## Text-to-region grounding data
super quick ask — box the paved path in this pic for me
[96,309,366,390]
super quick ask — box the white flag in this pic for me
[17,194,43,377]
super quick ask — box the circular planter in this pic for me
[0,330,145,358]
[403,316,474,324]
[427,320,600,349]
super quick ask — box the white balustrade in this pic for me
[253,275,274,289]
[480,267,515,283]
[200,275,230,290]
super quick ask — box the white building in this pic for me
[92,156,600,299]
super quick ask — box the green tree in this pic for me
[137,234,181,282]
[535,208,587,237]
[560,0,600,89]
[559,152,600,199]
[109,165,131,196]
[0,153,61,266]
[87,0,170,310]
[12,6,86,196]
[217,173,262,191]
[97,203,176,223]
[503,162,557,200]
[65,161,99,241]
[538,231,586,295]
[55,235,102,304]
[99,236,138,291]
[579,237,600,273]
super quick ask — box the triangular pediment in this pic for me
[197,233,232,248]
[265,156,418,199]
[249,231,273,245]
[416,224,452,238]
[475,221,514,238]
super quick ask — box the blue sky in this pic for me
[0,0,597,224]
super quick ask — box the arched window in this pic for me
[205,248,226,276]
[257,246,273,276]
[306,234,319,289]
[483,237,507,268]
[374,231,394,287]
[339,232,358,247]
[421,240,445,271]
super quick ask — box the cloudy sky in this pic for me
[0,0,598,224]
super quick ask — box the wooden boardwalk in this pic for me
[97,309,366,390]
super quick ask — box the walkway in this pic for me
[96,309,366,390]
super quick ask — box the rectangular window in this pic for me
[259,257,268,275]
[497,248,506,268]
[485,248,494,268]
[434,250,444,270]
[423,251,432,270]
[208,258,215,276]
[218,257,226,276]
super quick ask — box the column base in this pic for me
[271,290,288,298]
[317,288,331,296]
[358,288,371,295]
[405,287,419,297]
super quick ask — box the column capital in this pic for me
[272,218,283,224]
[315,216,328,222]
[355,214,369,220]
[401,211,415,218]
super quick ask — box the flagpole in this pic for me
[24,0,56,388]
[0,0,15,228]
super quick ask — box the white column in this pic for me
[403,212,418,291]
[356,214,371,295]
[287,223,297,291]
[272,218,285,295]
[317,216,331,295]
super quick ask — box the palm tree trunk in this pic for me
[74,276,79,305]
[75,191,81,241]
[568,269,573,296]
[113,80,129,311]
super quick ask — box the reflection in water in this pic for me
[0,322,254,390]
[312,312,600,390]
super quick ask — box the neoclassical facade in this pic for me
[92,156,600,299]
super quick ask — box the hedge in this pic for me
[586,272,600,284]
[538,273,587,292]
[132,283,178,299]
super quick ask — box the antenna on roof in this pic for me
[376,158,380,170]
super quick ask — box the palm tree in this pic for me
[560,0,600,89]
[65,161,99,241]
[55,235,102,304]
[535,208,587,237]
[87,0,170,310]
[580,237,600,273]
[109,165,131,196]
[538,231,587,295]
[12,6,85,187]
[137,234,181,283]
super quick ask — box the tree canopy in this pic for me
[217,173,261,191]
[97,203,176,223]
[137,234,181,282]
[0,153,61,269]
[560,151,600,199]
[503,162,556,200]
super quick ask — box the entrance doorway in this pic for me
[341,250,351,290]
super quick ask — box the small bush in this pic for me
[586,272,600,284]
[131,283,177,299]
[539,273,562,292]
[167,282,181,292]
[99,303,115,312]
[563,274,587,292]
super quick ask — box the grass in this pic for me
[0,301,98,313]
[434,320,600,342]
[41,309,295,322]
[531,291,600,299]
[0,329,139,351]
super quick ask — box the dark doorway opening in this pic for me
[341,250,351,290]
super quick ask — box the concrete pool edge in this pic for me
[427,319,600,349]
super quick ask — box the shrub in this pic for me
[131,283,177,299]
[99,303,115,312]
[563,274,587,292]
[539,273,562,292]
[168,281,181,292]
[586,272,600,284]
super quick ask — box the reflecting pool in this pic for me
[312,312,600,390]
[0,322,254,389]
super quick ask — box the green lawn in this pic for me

## Aim of the task
The full set of entries must be printed again without any alteration.

## Task response
super quick ask — box the paved path in this pic for me
[96,309,366,390]
super quick ask — box the white flag in this pic for me
[17,194,43,377]
super quick ask — box the circular planter in this pic for me
[0,330,145,358]
[403,316,474,324]
[427,320,600,349]
super quick ask — box the white balustrade in this pic for me
[253,275,274,289]
[480,267,515,283]
[200,275,230,290]
super quick ask — box the white building in this pic for me
[92,156,600,299]
super quick ask — box the green tree in this pic for me
[137,234,181,282]
[535,208,587,237]
[560,0,600,89]
[559,152,600,199]
[109,165,131,196]
[0,153,61,266]
[87,0,170,310]
[12,6,86,196]
[217,173,262,191]
[97,203,176,223]
[503,162,557,200]
[65,161,99,241]
[538,231,586,295]
[55,235,102,304]
[99,236,138,291]
[579,237,600,273]
super quick ask — box the triangular pediment in this pic for me
[197,233,232,248]
[265,156,418,199]
[249,231,273,245]
[416,224,452,238]
[475,221,514,238]
super quick ask — box the blue sky in this pic for me
[0,0,597,224]
super quick ask — box the arched window in this pic for me
[205,248,226,276]
[257,246,273,276]
[306,234,319,289]
[483,237,507,268]
[374,231,394,287]
[339,232,358,247]
[421,240,445,271]
super quick ask — box the cloudy sky in this pic for me
[0,0,598,224]
super quick ask — box the wooden boardwalk in this pic for me
[97,309,366,390]
super quick ask — box the walkway in this pic for me
[96,309,366,390]
super quick ask — box the rectangular window in this pic for me
[259,257,268,275]
[497,248,506,268]
[485,248,494,268]
[434,250,444,270]
[423,251,432,270]
[208,258,215,276]
[218,257,226,276]
super quick ask — box the column base in this pic for me
[271,290,288,298]
[317,288,331,296]
[358,288,371,295]
[405,287,419,297]
super quick ask — box the column capital in this pic for me
[272,218,283,224]
[315,216,328,222]
[355,214,369,220]
[401,211,415,218]
super quick ask — box the flagpole in this pic for me
[24,0,56,388]
[0,0,15,228]
super quick ask — box the white column in this pic for me
[403,212,418,291]
[356,214,371,295]
[287,223,297,291]
[272,218,285,295]
[317,216,331,295]
super quick ask — box the palm tree trunk in this pic for me
[74,276,79,305]
[75,191,81,241]
[568,269,573,296]
[113,80,129,311]
super quick ask — box the reflection in water in this pic for me
[0,322,254,390]
[312,312,600,390]
super quick ask — box the neoclassical facade in this pic for me
[92,156,600,299]
super quick ask — box the hedge in this pic for me
[586,272,600,284]
[538,273,587,292]
[132,283,178,299]
super quick ask — box the antenna on roof in this pic for me
[376,158,380,170]
super quick ask — box the palm tree in this pic for me
[560,0,600,89]
[65,161,99,241]
[55,235,102,304]
[535,208,587,237]
[87,0,170,310]
[580,237,600,273]
[109,165,131,196]
[538,231,587,295]
[12,6,85,187]
[137,234,181,283]
super quick ask — box the tree canopy in this pic for me
[217,173,261,191]
[97,203,176,223]
[137,234,181,282]
[0,153,61,269]
[560,151,600,199]
[503,162,556,200]
super quick ask — box the entrance doorway in this pic for me
[341,250,351,290]
super quick ask — box the small bush in this pic for me
[586,272,600,284]
[131,283,177,299]
[539,273,562,292]
[167,282,181,292]
[99,303,115,312]
[563,274,587,292]
super quick ask — box the grass in this pic for me
[0,301,98,313]
[434,320,600,342]
[41,309,295,322]
[531,291,600,299]
[0,329,139,351]
super quick ask — box the dark doorway opening in this pic for me
[341,250,351,290]
super quick ask — box the concrete pool edge in this pic for me
[427,319,600,349]
super quick ask — box the shrub in this pic for me
[131,283,177,299]
[99,303,115,312]
[563,274,587,292]
[539,273,562,292]
[168,281,181,292]
[586,272,600,284]
super quick ask — box the reflecting pool in this pic for me
[312,312,600,390]
[0,322,254,389]
super quick ask — box the green lawn in this pic for me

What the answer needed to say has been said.